Selected passage
_____

SUMMARY OF THE INVENTION
[0010] To improve upon the advantages and benefits of laparoscopic
imaging of an anatomical region during a minimally invasive
procedure, the present disclosure provides systems, workstations,
controllers and methods to integrate an endoscopic image of an
anatomical region with laparoscopic ultrasound (LUS) image(s) of
the anatomical region and to display the integrated information
during an operator scanning of the anatomical region or at any
other time during the procedure. The systems, workstations,
controllers and methods of the present disclosure implement
imaged-based fusion of endoscopic image and ultrasound image(s),
which eliminates a need for additional tracking devices (e.g.,
optical tracking and/or electromagnetic tracking). The imaged-based
fusion of the present disclosure will enable more intuitive use of
LUS probes and will enable better targeting during the procedure
(e.g., cardiac surgery, laparoscopic surgery, natural orifice
transluminal surgery, single incision laparoscopic surgery,
pulmonary/bronchoscopy surgery and diagnostic interventions).
[0011] One form of inventions of the present disclosure is an image
fusion workstation for an image-based fusion of an endoscopic image
of an anatomical region generated by an endoscope (e.g., an
endoscopic view of an anatomical organ within the anatomical
region) and an ultrasound image of the anatomical region generated
by a laparoscopic ultrasound probe (e.g., an ultrasound view of the
anatomical organ within the anatomical region). The image fusion
workstation employs an image fusion controller controlling the
fusion between the endoscopic image and the ultrasound image based
on an image transformation between an endoscopic image space of the
endoscope and an ultrasound image space of the laparoscopic
ultrasound probe derived from a detection by the image fusion
controller of the laparoscopic ultrasound probe within a
field-of-view of the endoscope. The workstation further employs a
display controller controlling a display of the fusion by the image
fusion controller of the endoscopic image and the ultrasound image
(e.g., a registered overlay of the ultrasound image on the
endoscopic image, or a registered window display of the ultrasound
sound image relative to a display of the endoscopic image).

_____

Stored data
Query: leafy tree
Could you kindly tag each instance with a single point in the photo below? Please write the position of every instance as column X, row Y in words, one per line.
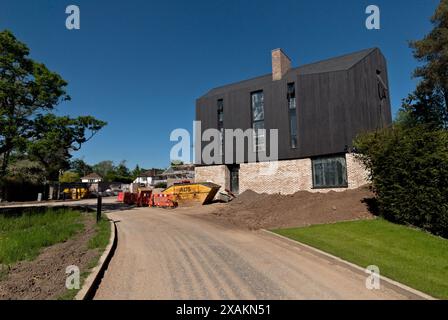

_____

Questions
[1] Answer these questions from the invention summary about fusing endoscopic and ultrasound images, one line each:
(a) What does the image-based fusion eliminate the need for?
(b) What device generates the ultrasound image of the anatomical region?
(c) Besides the image fusion controller, what other controller does the workstation employ?
[2] Extend the invention summary about fusing endoscopic and ultrasound images by one paragraph in the same patent style, beginning after its final sentence.

Responses
[1]
(a) Additional tracking devices, such as optical tracking and/or electromagnetic tracking.
(b) A laparoscopic ultrasound probe.
(c) A display controller, which controls a display of the fusion of the endoscopic image and the ultrasound image.

[2]
[0012] A second form of the inventions of the present disclosure is
the image fusion controller employing a probe detector, an image
transformer and an image integrator. The probe detector controls a
detection of the laparoscopic ultrasound probe within a
field-of-view of the endoscope. The image transformer controls a
computation of an image transformation between an endoscopic image
space of the endoscope and an ultrasound image space of the
laparoscopic ultrasound probe derived from the detection by the
probe detector of the laparoscopic ultrasound probe within the
field-of-view of the endoscope. The image integrator controls the
fusion of the endoscopic image and the ultrasound image based on
the image transformation computed by the image transformer.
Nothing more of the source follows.